OBJECTIF VISÉ →
Recopiez les lignes à partir de celle qui contient « In this exercise you will locate the concrete » jusqu'à celle qui contient « point(392, 157) » incluse. Remplacez « concrete curb » par « granite curb » et laissez tout le reste intact.

══ DONNÉES FOURNIES ══

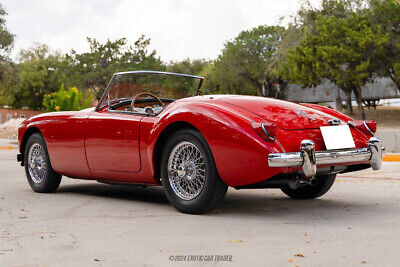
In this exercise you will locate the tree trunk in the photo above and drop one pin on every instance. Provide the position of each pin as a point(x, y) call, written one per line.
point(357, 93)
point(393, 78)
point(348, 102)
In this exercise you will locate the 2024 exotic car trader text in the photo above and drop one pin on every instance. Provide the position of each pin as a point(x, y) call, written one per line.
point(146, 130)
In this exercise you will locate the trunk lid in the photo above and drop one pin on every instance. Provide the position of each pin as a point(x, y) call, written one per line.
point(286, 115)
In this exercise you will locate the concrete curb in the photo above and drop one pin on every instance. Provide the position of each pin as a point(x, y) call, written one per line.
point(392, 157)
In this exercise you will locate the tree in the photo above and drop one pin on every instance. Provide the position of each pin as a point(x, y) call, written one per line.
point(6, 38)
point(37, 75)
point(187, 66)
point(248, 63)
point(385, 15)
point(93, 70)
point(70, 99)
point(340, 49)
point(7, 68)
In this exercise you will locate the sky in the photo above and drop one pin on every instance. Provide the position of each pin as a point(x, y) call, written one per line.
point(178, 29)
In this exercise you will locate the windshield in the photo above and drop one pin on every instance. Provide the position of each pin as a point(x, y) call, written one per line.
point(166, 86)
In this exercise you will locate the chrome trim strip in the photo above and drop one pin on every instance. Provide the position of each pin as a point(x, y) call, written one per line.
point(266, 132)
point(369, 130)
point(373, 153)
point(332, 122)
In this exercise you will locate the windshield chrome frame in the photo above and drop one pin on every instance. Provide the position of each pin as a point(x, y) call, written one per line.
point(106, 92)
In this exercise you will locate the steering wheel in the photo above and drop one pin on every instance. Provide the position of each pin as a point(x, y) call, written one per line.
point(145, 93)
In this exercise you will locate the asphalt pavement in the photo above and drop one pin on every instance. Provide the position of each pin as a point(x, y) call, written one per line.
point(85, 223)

═══
══ DONNÉES FOURNIES ══

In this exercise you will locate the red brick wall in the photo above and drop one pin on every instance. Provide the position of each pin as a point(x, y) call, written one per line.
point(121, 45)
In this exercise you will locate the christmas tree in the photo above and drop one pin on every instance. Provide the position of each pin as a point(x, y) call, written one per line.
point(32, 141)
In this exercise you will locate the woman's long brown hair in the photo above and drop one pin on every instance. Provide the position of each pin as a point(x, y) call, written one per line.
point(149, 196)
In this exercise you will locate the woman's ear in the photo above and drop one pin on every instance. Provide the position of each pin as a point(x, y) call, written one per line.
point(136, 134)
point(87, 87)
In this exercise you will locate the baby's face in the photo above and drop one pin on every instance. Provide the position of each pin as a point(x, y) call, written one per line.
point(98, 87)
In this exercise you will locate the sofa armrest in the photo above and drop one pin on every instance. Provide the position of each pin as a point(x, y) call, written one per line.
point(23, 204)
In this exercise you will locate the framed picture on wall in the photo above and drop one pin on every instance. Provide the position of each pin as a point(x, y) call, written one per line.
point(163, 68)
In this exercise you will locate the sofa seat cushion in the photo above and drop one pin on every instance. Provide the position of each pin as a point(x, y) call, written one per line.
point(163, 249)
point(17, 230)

═══
══ DONNÉES FOURNIES ══

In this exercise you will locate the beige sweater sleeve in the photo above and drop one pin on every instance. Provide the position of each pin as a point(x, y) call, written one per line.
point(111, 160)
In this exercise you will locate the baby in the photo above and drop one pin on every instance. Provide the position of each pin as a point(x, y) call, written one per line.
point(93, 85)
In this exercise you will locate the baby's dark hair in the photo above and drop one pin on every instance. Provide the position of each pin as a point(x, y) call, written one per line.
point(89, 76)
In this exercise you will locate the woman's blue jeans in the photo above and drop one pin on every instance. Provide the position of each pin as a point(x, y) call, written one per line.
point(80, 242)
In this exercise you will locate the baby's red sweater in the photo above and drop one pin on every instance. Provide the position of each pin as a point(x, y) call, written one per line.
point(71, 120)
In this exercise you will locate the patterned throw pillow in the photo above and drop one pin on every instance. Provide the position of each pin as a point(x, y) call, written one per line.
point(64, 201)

═══

RÉSULTAT PRODUIT →
In this exercise you will locate the granite curb in the photo above and drop one pin on every instance. Provide the position of each pin as a point(x, y) call, written one per line.
point(392, 157)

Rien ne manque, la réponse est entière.